▶ _Provided passage_
******
Exhausted from overwork and sleep deprivation, and unable to adjust to powerful medications for medical problems including lingering pain from a one-car accident in June, Goetzee attempted suicide.
He allegedly grabbed a Federal security officer’s holstered gun outside federal court, saying he wanted to kill himself. Goetzee, who had no criminal record, was arrested on a well-publicized felony charge of assault on a federal officer. On Aug. 3, the day after his arrest, Gauthier saw Goetzee at a court hearing. “He was in civilian clothes. His hands were handcuffed in front of him. His legs were shackled. He was sitting in a restraint chair. His head was down.”
It was the last time she saw her fiancé alive, she says.
On Aug. 7, this hero of Katrina and the Gulf oil spill committed suicide in a psychiatric cell of Orleans Parish Prison, authorities say. He allegedly suffocated himself, aided by a dangerously inattentive OPP staff.
“Goetzee, who had been placed under suicide watch at the prison, ingested a large amount of toilet paper and asphyxiated himself,” a federal prosecutor for U.S. Attorney Jim Letten said in a court filing.
Sheriff Marlin Gusman quickly suspended a veteran deputy, who now faces criminal charges for allegedly abandoning his post during suicide watch.
Goetzee’s death was the fourth suicide and 13th in-custody death at OPP since the U.S. Department of Justice reported numerous constitutional violations at the prison. The federal findings were detailed in a letter to Gusman dated Sept. 11, 2009 (the end of National Suicide Prevention Week).
The feds found staff brutality, inmate-on-inmate violence and inadequate mental health care, including a lack of proper suicide prevention.
On Sept. 15, 2009, Justice Department lawyer Samuel Bagenstos told a U.S. Senate subcommittee that suicide risk detection and prevention is “perhaps the most urgent issue” in jail and prison mental health care nationwide. “We also find that inmates with mental illness are often vulnerable to attack by other inmates, yet jail and prison officials fail to provide adequate protection.”
Bagenstos said the U.S. Supreme Court has consistently held that jails and prisons have a duty “to provide adequate medical and mental health care. And they impose a duty to protect jail and prison inmates from self-inflicted injury where jail and prison officials know or have reason to know of potential suicide risks.” (Italics added.)
The feds’ letter to Gusman states that the U.S. Attorney General may initiate a so-called CRIPA lawsuit to protect the rights of incarcerated persons with mental illness at OPP. “The Attorney General must personally sign a CRIPA complaint and he must certify that reasonable efforts at informal, voluntary correction of the constitutional violations have not succeeded,” Bagenstos said.
In New Orleans, activists are impatient. DOJ lawyer Corey Sanders got an earful from a small, but spirited, crowd at the Treme Center on Oct. 1.
“We’re asking the Justice Department to file this litigation,” said activist Norris Henderson. “It’s time for y’all to strike!”
Sanders insisted the feds’ negotiations with the Sheriff were progressing: “I’m telling you – I see sunlight. I’m committed to seeing that this jail will be reformed. … I follow each and everything that happens in this jail. I know everything that is going on.”
Activist Sandra Wheeler-Hester said the problem with OPP is clear: “No more listening sessions. [Attorney General] Eric Holder has the obligation to enforce the law!”
Gauthier says she wept through most of the meeting. “In the Coast Guard, Bill worked to serve and protect everybody, and it seems nobody served to protect him; I don’t understand why no one could have helped him.”
A federal investigation into the death of William Goetzee is underway. Twenty days after he died, the Coast Guard reclaimed its Commander. On Aug. 27, he was buried with full military honors and posthumously recognized for civilian work as an environmental protection specialist on the oil spill. “Mr. Goetzee’s selfless actions and diligent devotion to duty reflect great credit upon himself, and are in keeping with the highest traditions of Coast Guard service,” according to the commendation by Rear Admiral Roy Nash, the highest-ranking officer at the commander’s funeral.
******
▶ _Data provided_
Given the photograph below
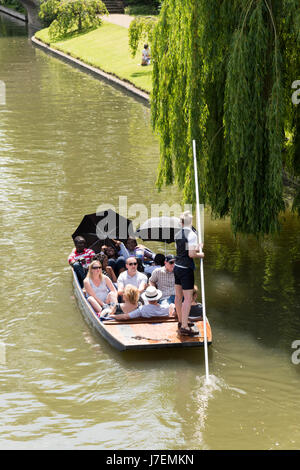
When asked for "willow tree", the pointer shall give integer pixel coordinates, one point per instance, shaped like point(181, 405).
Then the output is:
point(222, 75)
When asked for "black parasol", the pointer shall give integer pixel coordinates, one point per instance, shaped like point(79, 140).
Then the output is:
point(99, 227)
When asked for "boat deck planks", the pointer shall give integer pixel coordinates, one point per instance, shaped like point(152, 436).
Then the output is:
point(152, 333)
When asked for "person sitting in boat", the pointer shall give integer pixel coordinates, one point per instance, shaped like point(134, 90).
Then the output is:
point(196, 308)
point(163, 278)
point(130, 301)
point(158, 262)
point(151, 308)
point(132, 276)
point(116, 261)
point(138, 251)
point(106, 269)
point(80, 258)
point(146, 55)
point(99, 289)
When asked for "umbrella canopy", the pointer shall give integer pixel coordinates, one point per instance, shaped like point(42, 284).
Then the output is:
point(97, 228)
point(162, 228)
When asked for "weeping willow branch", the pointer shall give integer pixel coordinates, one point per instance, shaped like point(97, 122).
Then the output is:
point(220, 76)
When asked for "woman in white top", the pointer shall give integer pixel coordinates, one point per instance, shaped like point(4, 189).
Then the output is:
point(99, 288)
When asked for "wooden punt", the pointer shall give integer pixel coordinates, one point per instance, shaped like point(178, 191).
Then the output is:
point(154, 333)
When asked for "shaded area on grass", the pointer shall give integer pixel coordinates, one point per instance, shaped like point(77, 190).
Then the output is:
******
▶ _Instructions_
1. Restate the section of the article on Goetzee's death between "On Aug. 7, this" and "Suicide Prevention Week).", inclusive, swapping "suicide watch" for "close observation".
2. List every calendar date with both a month and a day that appears in the article on Goetzee's death, in the order it appears.

▶ _Solutions to the problems_
1.
On Aug. 7, this hero of Katrina and the Gulf oil spill committed suicide in a psychiatric cell of Orleans Parish Prison, authorities say. He allegedly suffocated himself, aided by a dangerously inattentive OPP staff.
“Goetzee, who had been placed under close observation at the prison, ingested a large amount of toilet paper and asphyxiated himself,” a federal prosecutor for U.S. Attorney Jim Letten said in a court filing.
Sheriff Marlin Gusman quickly suspended a veteran deputy, who now faces criminal charges for allegedly abandoning his post during close observation.
Goetzee’s death was the fourth suicide and 13th in-custody death at OPP since the U.S. Department of Justice reported numerous constitutional violations at the prison. The federal findings were detailed in a letter to Gusman dated Sept. 11, 2009 (the end of National Suicide Prevention Week).

2.
Aug. 3
Aug. 7
Sept. 11, 2009
Sept. 15, 2009
Oct. 1
Aug. 27